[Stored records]
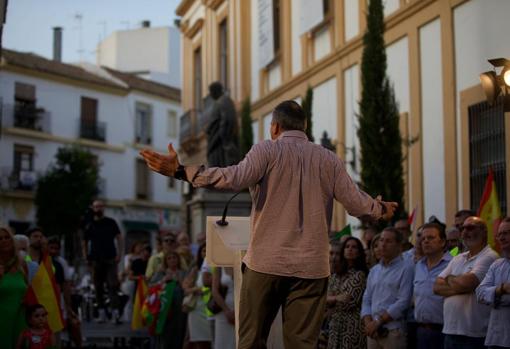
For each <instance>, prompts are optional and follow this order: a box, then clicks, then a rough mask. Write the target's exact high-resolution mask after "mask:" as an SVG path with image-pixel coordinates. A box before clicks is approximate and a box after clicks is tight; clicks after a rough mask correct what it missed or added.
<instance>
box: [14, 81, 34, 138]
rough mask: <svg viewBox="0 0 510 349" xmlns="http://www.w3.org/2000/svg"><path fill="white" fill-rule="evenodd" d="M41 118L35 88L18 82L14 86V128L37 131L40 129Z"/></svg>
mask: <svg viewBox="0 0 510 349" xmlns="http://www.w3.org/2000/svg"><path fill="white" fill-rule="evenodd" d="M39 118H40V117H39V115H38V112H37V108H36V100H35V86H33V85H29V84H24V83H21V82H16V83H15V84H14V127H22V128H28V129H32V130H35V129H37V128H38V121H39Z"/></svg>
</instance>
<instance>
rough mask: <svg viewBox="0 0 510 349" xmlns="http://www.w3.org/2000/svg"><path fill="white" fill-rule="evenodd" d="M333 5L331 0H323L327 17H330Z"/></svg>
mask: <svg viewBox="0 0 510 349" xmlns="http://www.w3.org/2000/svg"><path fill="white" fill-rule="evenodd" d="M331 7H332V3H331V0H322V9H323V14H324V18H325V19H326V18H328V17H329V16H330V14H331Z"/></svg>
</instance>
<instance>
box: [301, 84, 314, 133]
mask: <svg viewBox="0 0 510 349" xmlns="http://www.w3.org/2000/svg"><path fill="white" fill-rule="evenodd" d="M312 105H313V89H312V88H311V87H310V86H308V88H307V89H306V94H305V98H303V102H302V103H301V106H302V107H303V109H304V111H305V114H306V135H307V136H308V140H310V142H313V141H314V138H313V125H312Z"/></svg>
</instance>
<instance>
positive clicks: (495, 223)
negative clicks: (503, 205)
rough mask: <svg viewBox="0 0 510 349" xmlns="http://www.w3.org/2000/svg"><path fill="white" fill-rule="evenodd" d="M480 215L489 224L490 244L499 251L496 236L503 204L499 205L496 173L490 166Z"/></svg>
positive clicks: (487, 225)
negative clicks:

==

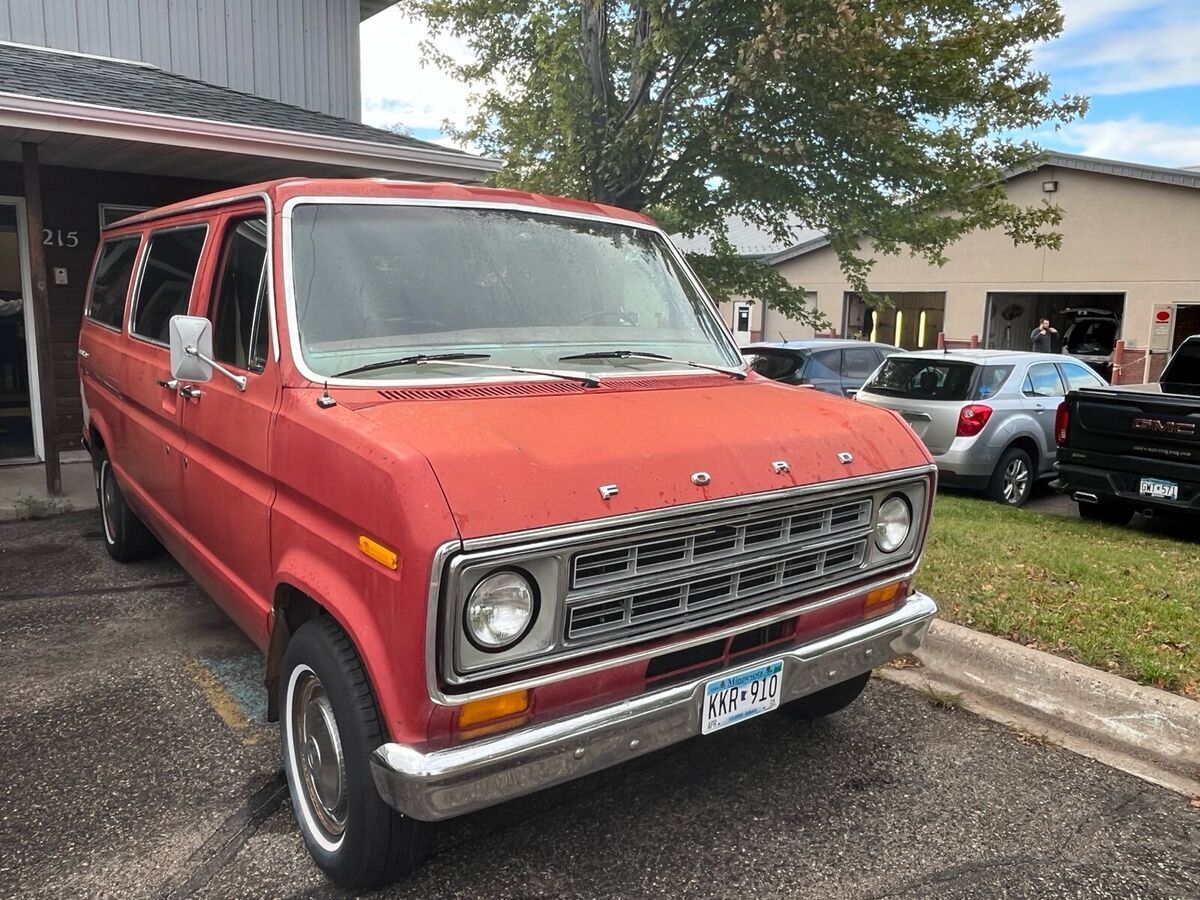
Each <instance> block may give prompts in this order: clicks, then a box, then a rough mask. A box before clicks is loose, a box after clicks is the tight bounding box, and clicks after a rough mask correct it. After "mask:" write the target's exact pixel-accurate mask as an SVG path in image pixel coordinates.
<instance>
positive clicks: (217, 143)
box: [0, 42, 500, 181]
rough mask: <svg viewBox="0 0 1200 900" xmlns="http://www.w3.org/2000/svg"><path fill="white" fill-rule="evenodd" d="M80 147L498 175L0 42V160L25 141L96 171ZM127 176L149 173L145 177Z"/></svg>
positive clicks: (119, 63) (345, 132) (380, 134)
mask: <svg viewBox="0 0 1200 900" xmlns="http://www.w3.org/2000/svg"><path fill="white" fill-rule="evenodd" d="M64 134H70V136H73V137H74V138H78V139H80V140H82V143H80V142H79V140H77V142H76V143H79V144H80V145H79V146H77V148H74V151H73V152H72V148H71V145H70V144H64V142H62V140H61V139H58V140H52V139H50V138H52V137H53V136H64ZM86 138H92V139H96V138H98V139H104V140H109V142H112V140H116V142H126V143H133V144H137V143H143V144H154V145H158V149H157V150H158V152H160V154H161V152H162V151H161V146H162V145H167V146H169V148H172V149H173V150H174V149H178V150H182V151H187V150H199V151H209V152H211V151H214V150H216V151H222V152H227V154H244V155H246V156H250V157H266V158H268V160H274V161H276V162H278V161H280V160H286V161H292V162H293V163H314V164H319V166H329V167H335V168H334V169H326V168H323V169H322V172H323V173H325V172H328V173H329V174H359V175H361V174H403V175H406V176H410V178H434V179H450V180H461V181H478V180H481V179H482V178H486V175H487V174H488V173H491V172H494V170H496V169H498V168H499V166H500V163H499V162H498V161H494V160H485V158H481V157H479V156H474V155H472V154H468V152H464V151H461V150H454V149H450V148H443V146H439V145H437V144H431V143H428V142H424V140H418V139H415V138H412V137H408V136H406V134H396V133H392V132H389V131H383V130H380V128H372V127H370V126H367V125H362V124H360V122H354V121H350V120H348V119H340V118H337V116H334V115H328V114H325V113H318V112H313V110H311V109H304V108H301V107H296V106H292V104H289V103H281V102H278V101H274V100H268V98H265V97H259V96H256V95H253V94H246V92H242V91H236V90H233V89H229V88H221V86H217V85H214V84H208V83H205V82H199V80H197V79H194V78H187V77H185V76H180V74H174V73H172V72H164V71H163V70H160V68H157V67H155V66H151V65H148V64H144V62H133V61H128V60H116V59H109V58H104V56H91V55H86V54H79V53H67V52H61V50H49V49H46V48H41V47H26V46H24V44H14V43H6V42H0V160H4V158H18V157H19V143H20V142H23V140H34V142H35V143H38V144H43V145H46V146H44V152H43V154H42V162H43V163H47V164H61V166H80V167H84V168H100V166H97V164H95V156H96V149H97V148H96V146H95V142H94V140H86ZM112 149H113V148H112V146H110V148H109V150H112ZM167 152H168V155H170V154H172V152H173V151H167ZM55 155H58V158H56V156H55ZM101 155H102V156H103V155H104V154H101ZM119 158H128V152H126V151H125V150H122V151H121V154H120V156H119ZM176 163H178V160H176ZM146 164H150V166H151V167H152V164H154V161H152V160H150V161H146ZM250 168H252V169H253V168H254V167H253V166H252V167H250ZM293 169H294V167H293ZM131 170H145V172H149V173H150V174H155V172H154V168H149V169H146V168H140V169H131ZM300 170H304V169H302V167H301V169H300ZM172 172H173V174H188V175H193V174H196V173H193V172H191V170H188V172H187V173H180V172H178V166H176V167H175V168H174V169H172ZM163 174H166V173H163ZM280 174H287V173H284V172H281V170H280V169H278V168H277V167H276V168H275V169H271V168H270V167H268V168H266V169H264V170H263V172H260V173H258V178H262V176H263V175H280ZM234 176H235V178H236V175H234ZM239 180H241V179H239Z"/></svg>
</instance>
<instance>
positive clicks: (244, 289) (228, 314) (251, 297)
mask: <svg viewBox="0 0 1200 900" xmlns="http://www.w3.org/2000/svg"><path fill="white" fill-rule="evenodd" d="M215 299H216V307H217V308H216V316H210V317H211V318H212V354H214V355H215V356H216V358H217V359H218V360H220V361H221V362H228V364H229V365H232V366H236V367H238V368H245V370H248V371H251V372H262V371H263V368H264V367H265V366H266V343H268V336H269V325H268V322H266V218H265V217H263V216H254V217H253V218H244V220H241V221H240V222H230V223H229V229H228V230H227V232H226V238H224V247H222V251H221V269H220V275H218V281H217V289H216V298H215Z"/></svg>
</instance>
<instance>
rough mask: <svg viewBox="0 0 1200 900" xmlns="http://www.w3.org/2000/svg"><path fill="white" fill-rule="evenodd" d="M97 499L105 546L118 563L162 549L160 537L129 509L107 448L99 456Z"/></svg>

Problem to solve =
Reproduce, without alteration, the lines of the listing from the line containing "For each <instance>, prompts" through the line containing "positive clicks: (487, 225)", inclusive.

Finished exercise =
For each <instance>, prompts are optional and follow this order: a box, then clicks, then a rough mask. Write the target's exact high-resolution mask after "mask:" as an SVG path with image-pixel coordinates. A box before clicks is approximate and a box after clicks is tight; clicks after a rough mask correct what it missed or added.
<instance>
box: [14, 81, 34, 138]
rough mask: <svg viewBox="0 0 510 349" xmlns="http://www.w3.org/2000/svg"><path fill="white" fill-rule="evenodd" d="M41 118L35 88L18 82L14 86V128L37 131L40 129Z"/></svg>
mask: <svg viewBox="0 0 510 349" xmlns="http://www.w3.org/2000/svg"><path fill="white" fill-rule="evenodd" d="M39 118H40V117H39V115H38V112H37V108H36V100H35V86H33V85H29V84H24V83H21V82H16V83H15V84H14V127H22V128H28V129H32V130H35V129H37V128H38V121H39Z"/></svg>
</instance>
<instance>
rough mask: <svg viewBox="0 0 510 349" xmlns="http://www.w3.org/2000/svg"><path fill="white" fill-rule="evenodd" d="M333 5L331 0H323L327 17H330Z"/></svg>
mask: <svg viewBox="0 0 510 349" xmlns="http://www.w3.org/2000/svg"><path fill="white" fill-rule="evenodd" d="M331 7H332V3H331V0H322V9H323V14H324V18H325V19H326V18H328V17H329V16H330V14H331Z"/></svg>
</instance>
<instance>
box: [301, 84, 314, 133]
mask: <svg viewBox="0 0 510 349" xmlns="http://www.w3.org/2000/svg"><path fill="white" fill-rule="evenodd" d="M312 105H313V89H312V88H311V87H310V86H308V88H307V89H306V94H305V98H303V102H302V103H301V106H302V107H303V109H304V111H305V114H306V135H307V136H308V140H310V142H313V141H314V138H313V125H312Z"/></svg>
</instance>
<instance>
positive clicks: (495, 223)
negative clicks: (503, 205)
rough mask: <svg viewBox="0 0 510 349" xmlns="http://www.w3.org/2000/svg"><path fill="white" fill-rule="evenodd" d="M480 215L489 224L490 244L499 251L496 236L503 204L499 205L496 173L490 166Z"/></svg>
positive clicks: (487, 225)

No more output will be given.